| To be done |
Pick out and copy each line in the records below that contains the word "mountain".
┌─ Records for this exercise
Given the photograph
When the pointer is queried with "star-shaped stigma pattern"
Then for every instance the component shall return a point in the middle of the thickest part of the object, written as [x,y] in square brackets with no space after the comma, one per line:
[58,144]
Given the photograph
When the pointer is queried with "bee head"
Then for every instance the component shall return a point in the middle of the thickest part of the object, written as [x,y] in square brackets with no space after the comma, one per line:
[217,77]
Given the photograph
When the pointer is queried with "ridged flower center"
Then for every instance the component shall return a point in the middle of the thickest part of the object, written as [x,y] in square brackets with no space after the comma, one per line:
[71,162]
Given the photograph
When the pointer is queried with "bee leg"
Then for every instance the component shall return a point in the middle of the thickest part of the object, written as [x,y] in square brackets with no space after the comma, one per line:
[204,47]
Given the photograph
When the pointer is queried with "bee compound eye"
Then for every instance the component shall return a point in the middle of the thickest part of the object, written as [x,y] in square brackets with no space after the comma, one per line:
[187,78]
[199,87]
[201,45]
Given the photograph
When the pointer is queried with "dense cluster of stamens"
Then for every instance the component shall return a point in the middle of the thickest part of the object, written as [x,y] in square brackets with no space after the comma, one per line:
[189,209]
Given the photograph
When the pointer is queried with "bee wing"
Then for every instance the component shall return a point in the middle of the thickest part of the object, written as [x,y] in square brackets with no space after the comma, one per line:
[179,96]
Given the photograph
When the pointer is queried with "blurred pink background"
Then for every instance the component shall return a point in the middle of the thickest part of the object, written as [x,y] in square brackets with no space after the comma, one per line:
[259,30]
└─
┌─ Records for this exercise
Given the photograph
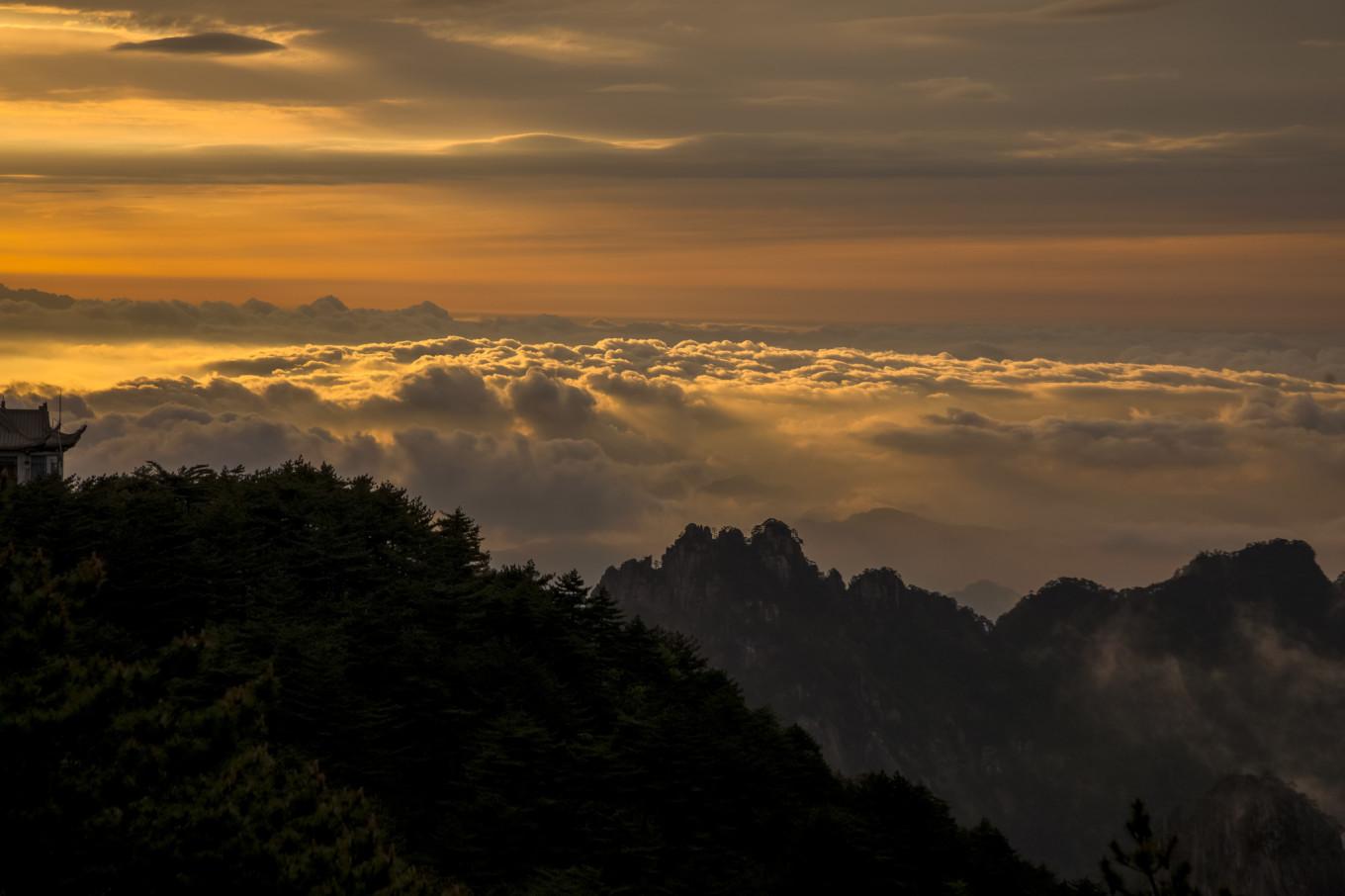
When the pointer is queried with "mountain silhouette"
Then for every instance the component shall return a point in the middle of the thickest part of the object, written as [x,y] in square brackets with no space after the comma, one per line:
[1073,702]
└─
┌─ Records for this exercise
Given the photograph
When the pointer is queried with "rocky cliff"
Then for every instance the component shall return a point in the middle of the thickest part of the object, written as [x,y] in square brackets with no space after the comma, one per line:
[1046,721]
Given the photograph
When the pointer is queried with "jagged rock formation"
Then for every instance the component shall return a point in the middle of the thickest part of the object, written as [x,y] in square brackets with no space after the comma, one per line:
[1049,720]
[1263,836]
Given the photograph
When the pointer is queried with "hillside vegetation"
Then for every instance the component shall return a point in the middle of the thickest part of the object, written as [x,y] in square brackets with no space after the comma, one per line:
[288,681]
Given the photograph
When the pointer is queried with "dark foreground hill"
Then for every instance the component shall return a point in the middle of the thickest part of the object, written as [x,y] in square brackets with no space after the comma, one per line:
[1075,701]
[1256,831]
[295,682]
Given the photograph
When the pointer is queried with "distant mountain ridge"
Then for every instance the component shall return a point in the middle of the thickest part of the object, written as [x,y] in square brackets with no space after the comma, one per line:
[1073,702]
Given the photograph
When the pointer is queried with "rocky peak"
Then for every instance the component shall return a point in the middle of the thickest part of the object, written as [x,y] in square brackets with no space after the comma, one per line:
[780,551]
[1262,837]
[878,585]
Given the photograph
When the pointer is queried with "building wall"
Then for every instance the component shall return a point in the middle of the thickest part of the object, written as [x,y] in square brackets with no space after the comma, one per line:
└─
| Result of the exercise |
When the pointer is queried with "mountain silhouette"
When the pointer is queried with "distant mountain ridge"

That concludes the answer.